_Given instruction_
Starting with the line that contains "of the upper", reproduce each line through the end of the listing below, with no other output.

##### Extracted information #####

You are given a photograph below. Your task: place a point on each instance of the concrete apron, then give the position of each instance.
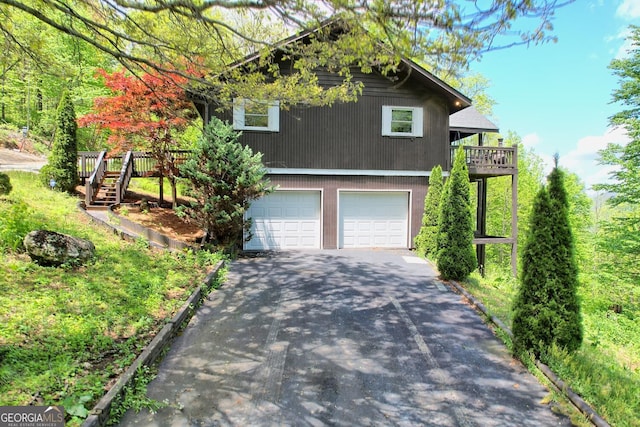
(341, 338)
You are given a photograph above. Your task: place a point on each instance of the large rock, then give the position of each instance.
(54, 249)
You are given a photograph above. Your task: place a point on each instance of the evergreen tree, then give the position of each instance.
(225, 177)
(532, 324)
(564, 289)
(63, 160)
(426, 241)
(456, 256)
(546, 309)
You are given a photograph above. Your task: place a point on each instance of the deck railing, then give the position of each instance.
(125, 176)
(95, 179)
(480, 158)
(144, 163)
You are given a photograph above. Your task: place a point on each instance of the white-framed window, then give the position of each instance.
(252, 114)
(402, 121)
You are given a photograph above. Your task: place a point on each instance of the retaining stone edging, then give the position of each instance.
(100, 413)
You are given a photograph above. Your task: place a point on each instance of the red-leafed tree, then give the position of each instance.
(144, 113)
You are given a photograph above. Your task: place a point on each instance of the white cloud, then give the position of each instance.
(583, 159)
(628, 9)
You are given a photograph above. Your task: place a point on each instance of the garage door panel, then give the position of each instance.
(285, 220)
(374, 219)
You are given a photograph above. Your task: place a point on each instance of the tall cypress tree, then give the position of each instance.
(426, 241)
(63, 160)
(456, 257)
(546, 309)
(568, 332)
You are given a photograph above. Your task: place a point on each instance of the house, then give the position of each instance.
(355, 175)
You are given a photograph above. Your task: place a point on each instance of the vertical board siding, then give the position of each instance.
(348, 135)
(331, 184)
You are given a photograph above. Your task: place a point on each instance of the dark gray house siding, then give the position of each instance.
(349, 135)
(342, 148)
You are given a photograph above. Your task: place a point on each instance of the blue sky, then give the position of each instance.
(556, 96)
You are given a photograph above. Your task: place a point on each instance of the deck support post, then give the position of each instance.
(481, 222)
(514, 218)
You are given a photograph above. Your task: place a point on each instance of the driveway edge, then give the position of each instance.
(560, 385)
(99, 415)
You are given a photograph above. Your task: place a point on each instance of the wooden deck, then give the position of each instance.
(486, 162)
(106, 178)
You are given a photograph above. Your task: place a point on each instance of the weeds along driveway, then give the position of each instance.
(355, 338)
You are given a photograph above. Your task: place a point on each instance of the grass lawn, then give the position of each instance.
(605, 371)
(66, 333)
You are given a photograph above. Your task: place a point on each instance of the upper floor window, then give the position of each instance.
(250, 114)
(402, 121)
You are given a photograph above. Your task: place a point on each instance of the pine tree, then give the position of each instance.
(62, 167)
(225, 177)
(546, 309)
(456, 256)
(426, 241)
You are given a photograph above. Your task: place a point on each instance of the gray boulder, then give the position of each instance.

#####

_Solution to this task_
You are given a photograph above. Your task: place a point on each instance of the upper floor window, then give the position of each instance.
(250, 114)
(402, 121)
You are given a photograph above. Your task: place a point on each instance of the pine tree, then give the position of each instance.
(62, 167)
(225, 177)
(546, 309)
(456, 256)
(426, 241)
You are given a photograph above. Your task: place a point on each instance of the gray boulder, then give the position of each instance.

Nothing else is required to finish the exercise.